▸ **What you should do**: Count the lines in the data below that contain the string "face", treating uppercase and lowercase as different, and give only the number.

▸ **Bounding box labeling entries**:
** Start **

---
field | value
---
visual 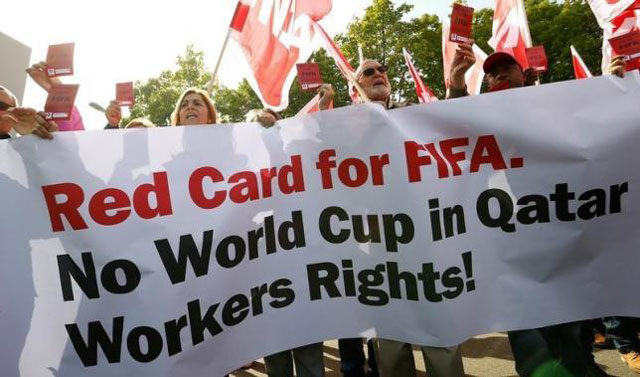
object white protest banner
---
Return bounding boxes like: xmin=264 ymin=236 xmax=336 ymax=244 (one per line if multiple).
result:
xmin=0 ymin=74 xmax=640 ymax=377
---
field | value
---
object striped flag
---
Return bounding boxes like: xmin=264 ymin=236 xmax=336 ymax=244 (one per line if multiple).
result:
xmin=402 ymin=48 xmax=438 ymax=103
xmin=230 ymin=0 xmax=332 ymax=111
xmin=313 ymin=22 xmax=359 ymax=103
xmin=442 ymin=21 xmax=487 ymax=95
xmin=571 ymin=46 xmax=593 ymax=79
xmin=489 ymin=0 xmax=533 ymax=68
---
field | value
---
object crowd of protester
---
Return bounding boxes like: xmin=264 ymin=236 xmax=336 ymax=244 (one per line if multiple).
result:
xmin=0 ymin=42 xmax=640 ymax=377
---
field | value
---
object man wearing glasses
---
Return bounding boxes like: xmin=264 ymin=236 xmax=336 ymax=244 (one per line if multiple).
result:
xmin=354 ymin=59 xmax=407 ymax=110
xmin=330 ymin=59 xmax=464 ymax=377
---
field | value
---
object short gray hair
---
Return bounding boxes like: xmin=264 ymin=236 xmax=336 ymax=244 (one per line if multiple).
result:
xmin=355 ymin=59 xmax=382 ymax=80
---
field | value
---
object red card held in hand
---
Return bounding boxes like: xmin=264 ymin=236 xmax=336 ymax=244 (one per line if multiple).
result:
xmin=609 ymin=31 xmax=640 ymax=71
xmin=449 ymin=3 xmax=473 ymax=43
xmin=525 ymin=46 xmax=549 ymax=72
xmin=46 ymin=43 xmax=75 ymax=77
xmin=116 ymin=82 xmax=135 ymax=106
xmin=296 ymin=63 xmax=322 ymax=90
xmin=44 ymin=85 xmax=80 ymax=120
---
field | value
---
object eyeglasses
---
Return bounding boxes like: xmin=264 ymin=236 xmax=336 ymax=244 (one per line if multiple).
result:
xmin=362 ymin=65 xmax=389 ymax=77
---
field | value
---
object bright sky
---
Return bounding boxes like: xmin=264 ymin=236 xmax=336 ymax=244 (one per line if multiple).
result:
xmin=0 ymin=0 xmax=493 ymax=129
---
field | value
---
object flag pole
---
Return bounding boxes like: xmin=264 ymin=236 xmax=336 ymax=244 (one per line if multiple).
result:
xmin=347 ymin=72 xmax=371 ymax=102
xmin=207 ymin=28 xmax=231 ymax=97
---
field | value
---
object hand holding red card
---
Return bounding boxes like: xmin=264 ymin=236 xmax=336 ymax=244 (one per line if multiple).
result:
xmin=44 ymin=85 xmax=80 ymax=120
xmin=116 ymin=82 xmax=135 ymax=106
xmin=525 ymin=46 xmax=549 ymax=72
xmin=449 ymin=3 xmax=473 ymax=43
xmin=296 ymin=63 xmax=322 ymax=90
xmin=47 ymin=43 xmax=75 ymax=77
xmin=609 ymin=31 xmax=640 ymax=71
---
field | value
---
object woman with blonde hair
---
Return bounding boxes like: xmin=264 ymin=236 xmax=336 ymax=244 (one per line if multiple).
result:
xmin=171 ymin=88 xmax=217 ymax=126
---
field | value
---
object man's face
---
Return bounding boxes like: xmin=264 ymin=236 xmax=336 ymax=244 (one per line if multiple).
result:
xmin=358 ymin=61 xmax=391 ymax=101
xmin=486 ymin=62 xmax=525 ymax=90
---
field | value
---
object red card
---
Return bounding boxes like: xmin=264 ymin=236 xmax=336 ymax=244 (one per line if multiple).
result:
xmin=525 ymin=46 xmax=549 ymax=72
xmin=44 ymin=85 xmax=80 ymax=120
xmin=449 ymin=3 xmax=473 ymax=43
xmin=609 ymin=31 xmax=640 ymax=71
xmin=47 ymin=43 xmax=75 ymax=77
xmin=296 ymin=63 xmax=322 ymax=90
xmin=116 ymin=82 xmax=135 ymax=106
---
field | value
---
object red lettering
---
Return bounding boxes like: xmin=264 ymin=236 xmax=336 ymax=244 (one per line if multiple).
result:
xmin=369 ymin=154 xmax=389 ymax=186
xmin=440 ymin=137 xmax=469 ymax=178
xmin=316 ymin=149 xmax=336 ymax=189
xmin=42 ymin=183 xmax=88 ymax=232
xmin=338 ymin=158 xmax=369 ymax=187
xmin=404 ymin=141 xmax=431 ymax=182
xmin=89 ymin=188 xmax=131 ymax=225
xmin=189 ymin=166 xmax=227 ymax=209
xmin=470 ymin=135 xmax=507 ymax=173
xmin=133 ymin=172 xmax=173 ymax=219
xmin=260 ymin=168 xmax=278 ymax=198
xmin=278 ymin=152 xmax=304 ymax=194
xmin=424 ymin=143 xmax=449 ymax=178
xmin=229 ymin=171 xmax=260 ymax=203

** End **
** Start **

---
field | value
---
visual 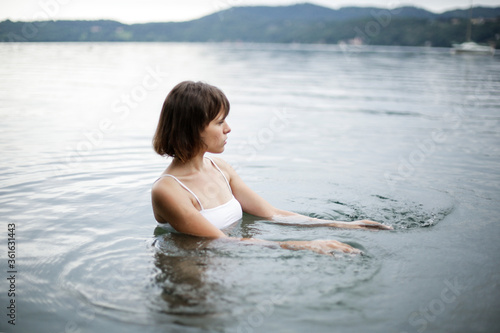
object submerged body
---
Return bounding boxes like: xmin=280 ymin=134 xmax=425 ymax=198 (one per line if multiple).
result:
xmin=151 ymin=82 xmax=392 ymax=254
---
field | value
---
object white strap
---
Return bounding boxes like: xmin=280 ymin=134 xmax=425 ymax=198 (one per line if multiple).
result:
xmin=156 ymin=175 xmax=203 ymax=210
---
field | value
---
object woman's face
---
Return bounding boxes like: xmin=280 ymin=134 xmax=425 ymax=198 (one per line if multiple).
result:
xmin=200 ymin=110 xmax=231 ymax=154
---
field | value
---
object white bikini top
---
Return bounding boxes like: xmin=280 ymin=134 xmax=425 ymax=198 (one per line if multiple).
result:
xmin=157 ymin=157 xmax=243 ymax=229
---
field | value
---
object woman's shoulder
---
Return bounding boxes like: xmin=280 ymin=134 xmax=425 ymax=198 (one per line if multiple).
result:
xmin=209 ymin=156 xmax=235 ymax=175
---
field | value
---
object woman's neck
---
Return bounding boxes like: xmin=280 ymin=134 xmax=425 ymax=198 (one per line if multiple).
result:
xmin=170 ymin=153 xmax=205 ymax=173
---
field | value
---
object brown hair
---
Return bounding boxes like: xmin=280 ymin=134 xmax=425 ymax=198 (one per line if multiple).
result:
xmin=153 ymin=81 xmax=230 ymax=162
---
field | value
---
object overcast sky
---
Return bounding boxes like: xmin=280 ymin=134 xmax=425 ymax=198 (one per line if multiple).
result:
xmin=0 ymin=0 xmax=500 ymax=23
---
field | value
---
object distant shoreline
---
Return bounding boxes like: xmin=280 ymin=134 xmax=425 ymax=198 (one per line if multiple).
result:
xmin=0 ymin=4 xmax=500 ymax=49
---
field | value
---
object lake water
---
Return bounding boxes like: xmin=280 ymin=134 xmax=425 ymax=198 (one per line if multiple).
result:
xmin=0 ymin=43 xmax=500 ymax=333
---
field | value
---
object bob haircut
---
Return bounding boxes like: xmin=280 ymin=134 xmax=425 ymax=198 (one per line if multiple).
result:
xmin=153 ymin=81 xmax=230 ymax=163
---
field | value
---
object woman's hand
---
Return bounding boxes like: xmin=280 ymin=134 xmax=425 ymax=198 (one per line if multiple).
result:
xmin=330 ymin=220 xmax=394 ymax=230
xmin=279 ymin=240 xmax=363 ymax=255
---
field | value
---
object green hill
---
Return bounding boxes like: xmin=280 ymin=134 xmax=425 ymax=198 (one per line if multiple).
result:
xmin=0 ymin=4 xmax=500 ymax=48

** End **

▸ **Solution**: 2